**TEXT EXCERPT**
Compiling CmdStan to https://webassembly.org/ - how to make "one large" C++ file for a model, a C++ file that contains "everything needed", including Stan and Math routines

Jozsef_Hegedus · August 1, 2019, 4:57am

I am thinking about compiling CmdStan (say the Bernoulli example) to https://webassembly.org/ .

This would be easiest to generate a “large” C++ files, that containes “everything”, which can be passed to the https://webassembly.org/ compiler. The problem is … I don’t know how to do that.
A huuuuuge chunk of C++ code, one laaarge C++ file, which, when compiled with a cc compiler,
gcc, clang, etc… will produce, say, the bernoulli example. Then that one C++ file could be piped into
the https://webassembly.org/ compiler which produces js code (or something similar) which can be
run on https://webassembly.org/ supported browsers.

Then, Stan models can be run in pretty much any https://webassembly.org/ supported browser.

That would be pretty cool ! (In case it has not been done already :) ).

If that could work then I could throw in StanScala into the mix and use Scala.js to make some
fun demo of Stan, that could be run in the browser only (or on a mobile phone, for that matter).

For educational purposes / cool interactive demos, etc.

I am writing a “toy” web framework, full Scala stack. If Stan could be added to it then
there would be a “demo” on how to make some SPA (in Scala/Scala.js/ScalaStan,
fully type safe => awesome, easy, cool ) where someone can do some real time MCMC fitting
of some model on their mobile phone, to any model they can make in ScalaStan).

This would make it possible to use Stan in Cordova applications
(if https://webassembly.org/ is compatible with Cordova, or some other
SPA into phone-app converter framework), i.e. to make some mobile phone apps
where Stan is part of the app, just take the generated .js and put it into Cordova
and then publish it as an iPhone app, or Android app, or whatever platform Cordova supports.

Then you can use Stan to build some fun applications, educational, or say, using the
magnetometer/accelerometer, etc … built into the phone, calculate some sort of sensor
fusion “something” (I have seen a demo on such thing a few months ago, a researcher at
Aalto was using MCMC + Maxwell equations to do some sort of online learning of magnetic
field / navigation inside some building/office). I think he was using some custom made MCMC
algorithm. Custom code, etc.

With this https://webassembly.org/ + Cordova approach, one could use Stan to process sensor
data without writing custom code for Android/iOS etc … just use Scala for everything. Full
stack Scala Android/iOS apps that process sensor data gathered by mobile phones (including
camera, gps, accelerometer, magnetometer, you name it).

Might be useful for the community, and it might be just fun for it’s own sake. A good learning tool.

Bottom line, if someone knows how to make ONE LARGE C++ file, say, for the bernoulli example,
from the CmdStan codebase, then please let me know, right now it seems to be making a C++
code that uses precompiled dynamic Stan librararies, if I understand the makefile correctly.

But I am not sure. I might be playing around with this idea a bit, but if somebody happens
to know how to make that “one large monolithic” “God” C++ file, that when passed to the https://webassembly.org/ compiler will make the “binary” for a browser, then please let me know.

**DATASET EXCERPTS**

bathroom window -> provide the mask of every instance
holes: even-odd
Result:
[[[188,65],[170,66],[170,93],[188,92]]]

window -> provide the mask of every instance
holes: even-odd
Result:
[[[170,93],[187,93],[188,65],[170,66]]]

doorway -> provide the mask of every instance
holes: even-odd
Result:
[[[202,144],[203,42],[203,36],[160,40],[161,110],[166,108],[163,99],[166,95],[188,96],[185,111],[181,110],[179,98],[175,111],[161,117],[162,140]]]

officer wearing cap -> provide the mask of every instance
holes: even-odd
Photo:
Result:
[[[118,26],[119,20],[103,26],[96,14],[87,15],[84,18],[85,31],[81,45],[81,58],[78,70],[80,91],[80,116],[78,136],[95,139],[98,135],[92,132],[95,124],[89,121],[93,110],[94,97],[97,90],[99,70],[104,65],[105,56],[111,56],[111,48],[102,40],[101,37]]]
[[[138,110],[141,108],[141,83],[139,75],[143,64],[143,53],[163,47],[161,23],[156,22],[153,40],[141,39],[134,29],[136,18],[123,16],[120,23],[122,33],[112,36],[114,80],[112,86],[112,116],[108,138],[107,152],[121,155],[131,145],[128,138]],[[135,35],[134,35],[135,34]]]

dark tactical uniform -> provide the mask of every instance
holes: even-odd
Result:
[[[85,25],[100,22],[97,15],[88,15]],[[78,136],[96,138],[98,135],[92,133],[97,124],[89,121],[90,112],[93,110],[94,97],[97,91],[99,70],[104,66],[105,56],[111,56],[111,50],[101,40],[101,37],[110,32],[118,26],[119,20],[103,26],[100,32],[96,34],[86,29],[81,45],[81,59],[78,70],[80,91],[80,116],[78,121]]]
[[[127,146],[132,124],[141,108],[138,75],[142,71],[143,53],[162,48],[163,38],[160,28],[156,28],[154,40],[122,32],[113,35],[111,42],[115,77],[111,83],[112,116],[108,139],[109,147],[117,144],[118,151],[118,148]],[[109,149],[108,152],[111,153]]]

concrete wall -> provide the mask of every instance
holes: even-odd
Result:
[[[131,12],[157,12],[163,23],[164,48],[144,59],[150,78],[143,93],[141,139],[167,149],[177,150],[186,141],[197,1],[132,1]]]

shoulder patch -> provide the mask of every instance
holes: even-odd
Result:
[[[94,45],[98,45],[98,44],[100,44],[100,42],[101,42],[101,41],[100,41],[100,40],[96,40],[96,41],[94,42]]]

**GIVEN EXERCISE 1**
Please copy the stretch of the CmdStan WebAssembly post from "Compiling CmdStan to" through "to do that.".
**GIVEN EXERCISE 2**
Pick up the post about compiling CmdStan to WebAssembly after its final sentence and keep writing it.

**TASK RESPONSE 1**
Compiling CmdStan to https://webassembly.org/ - how to make "one large" C++ file for a model, a C++ file that contains "everything needed", including Stan and Math routines

Jozsef_Hegedus · August 1, 2019, 4:57am

I am thinking about compiling CmdStan (say the Bernoulli example) to https://webassembly.org/ .

This would be easiest to generate a “large” C++ files, that containes “everything”, which can be passed to the https://webassembly.org/ compiler. The problem is … I don’t know how to do that.

**TASK RESPONSE 2**
Cheers,

Jozsef

bgoodri · August 1, 2019, 6:30am

No one has figured out how to pass data to a Stan program compiled via Emscripten / WebAssembly. There is some virtual file system thing, but generally the sandboxing paradigm expects the data to be available at compile time or passed in as command line flags instead of read from an arbitrary file.

syclik · August 1, 2019, 7:39am

Most of the Math library is header-only. The only features you wouldn’t be able to use from the language are ODEs using a stiff solver (integrate_ode_bdf()). You also wouldn’t be able to use GPU or MPI, but I don’t think that’s the bottleneck here.

If you really wanted to try, search for “unity builds” or “unity builds c++.” There are automated ways of doing this… we just haven’t spent the time doing it. If you make any progress, please post here… there may be other devs that could help once it gets going.

Jozsef_Hegedus · August 4, 2019, 5:41am

there are a few different ways of doing this…

i look into this unity thing, i need no ode or gpu for a few “fun” demo calculations.

lemm look into that, cheers !

Jozsef_Hegedus · August 4, 2019, 5:45am

The data is baked into the executable, right? after c++ compilation , so I see no problem here.

If the stuff compiles then the data compiles with it too :) . That’s the easy part, afaiu.

Cheers,

J.

but let’s see, if quake runs on my phone then this will too :) - i am optimistic

Jozsef_Hegedus · August 4, 2019, 8:12am

so the basid c++ build goes well, on Mac, bernoulli example ran …

now maybe, what if I just replace c++ with escc … or what was its name :)

some of these ?

hmmm

but maybe i do that after a bit of sleep…

Jozsef_Hegedus · August 4, 2019, 8:34am

update, it seems to be compiling … something … and not exploding right away :

whatever that ever means …

katsotaan… as they say suomeksi :) in Helsinki… means … katsotaan :)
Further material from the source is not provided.